__What you have to do__.
Each record below needs to be copied out exactly as it stands.

__Data extracts__.
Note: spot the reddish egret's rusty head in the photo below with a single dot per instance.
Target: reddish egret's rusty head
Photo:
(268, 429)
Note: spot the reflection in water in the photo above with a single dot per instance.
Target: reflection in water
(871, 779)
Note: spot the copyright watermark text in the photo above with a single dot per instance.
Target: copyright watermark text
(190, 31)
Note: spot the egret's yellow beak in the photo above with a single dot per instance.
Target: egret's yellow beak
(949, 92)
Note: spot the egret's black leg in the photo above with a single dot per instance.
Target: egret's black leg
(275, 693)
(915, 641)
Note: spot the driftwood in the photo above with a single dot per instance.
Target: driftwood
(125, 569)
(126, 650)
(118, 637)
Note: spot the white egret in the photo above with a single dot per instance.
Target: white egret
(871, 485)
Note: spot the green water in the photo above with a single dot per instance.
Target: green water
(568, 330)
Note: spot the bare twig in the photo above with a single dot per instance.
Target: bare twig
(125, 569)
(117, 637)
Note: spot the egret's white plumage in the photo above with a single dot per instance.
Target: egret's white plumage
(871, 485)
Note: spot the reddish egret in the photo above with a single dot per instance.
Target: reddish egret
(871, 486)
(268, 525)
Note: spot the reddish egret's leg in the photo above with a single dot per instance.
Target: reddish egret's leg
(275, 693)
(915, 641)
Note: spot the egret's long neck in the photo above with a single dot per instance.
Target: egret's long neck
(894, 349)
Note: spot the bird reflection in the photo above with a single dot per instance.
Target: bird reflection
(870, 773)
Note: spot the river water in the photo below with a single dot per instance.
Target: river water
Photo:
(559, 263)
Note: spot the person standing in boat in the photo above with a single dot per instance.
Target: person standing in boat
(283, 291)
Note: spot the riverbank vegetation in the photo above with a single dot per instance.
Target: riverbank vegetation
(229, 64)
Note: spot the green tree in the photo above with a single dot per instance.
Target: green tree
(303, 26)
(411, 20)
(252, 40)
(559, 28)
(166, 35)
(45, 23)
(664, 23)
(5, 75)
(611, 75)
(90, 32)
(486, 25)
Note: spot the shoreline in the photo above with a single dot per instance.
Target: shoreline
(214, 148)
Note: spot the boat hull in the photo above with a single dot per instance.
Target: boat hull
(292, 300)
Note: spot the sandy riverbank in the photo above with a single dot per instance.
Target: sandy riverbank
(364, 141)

__Response__.
Note: spot the reddish egret's rusty head in the photo below with a single dot per instance.
Target: reddish egret's rusty head
Photo:
(268, 429)
Note: spot the reflection in water in the photo above with a single dot per instance.
Target: reflection in water
(871, 779)
Note: spot the copyright watermark text in the photo above with a single dot per instance.
Target: copyright watermark text
(190, 31)
Note: spot the egret's yellow beak in the photo above with a single dot per instance.
Target: egret's yellow beak
(949, 92)
Note: spot the egret's black leg in the photo above with a single dot per instance.
Target: egret's black leg
(275, 693)
(915, 641)
Note: spot the driftwood in the photo above with a single dot per instance.
Target: driftwood
(125, 569)
(126, 650)
(118, 637)
Note: spot the white egret in the photo above with a single dot per instance.
Target: white egret
(871, 485)
Note: spot the green water in the photo above with a single dot per instance.
Target: green water
(568, 330)
Note: spot the bare twig in the photo above with a single dot per instance.
Target: bare twig
(125, 569)
(117, 637)
Note: spot the egret's white plumage in the photo above with a single dot per instance.
Target: egret's white plumage
(871, 485)
Note: spot the reddish egret in the photo above with a single dot per instance.
Target: reddish egret
(871, 486)
(268, 525)
Note: spot the reddish egret's leg in the photo above with a single dot per instance.
Target: reddish egret's leg
(275, 693)
(915, 641)
Note: spot the egret's long neck in the photo above with a single dot per instance.
Target: egret's long neck
(894, 349)
Note: spot the bird reflection in the photo above with a single dot per instance.
Target: bird reflection
(870, 773)
Note: spot the river water in the photo below with a single dot per instance.
Target: river water
Photo:
(559, 263)
Note: spot the person standing in boat in the photo above with a single dot per instance.
Target: person standing in boat
(283, 291)
Note: spot the riverbank vegetation in the photo above with a single dot per instance.
Target: riverbank vegetation
(229, 64)
Note: spot the green tree in the photo above with a single dot per instance.
Target: green tree
(303, 26)
(411, 20)
(252, 40)
(559, 28)
(166, 35)
(45, 23)
(664, 23)
(5, 75)
(611, 75)
(90, 32)
(486, 25)
Note: spot the shoreline in the photo above with a single dot per instance.
Target: shoreline
(214, 148)
Note: spot the boat hull in the photo above with a single dot per instance.
Target: boat hull
(292, 300)
Note: spot the sandy riverbank in the photo above with a single dot per instance.
Target: sandy riverbank
(364, 141)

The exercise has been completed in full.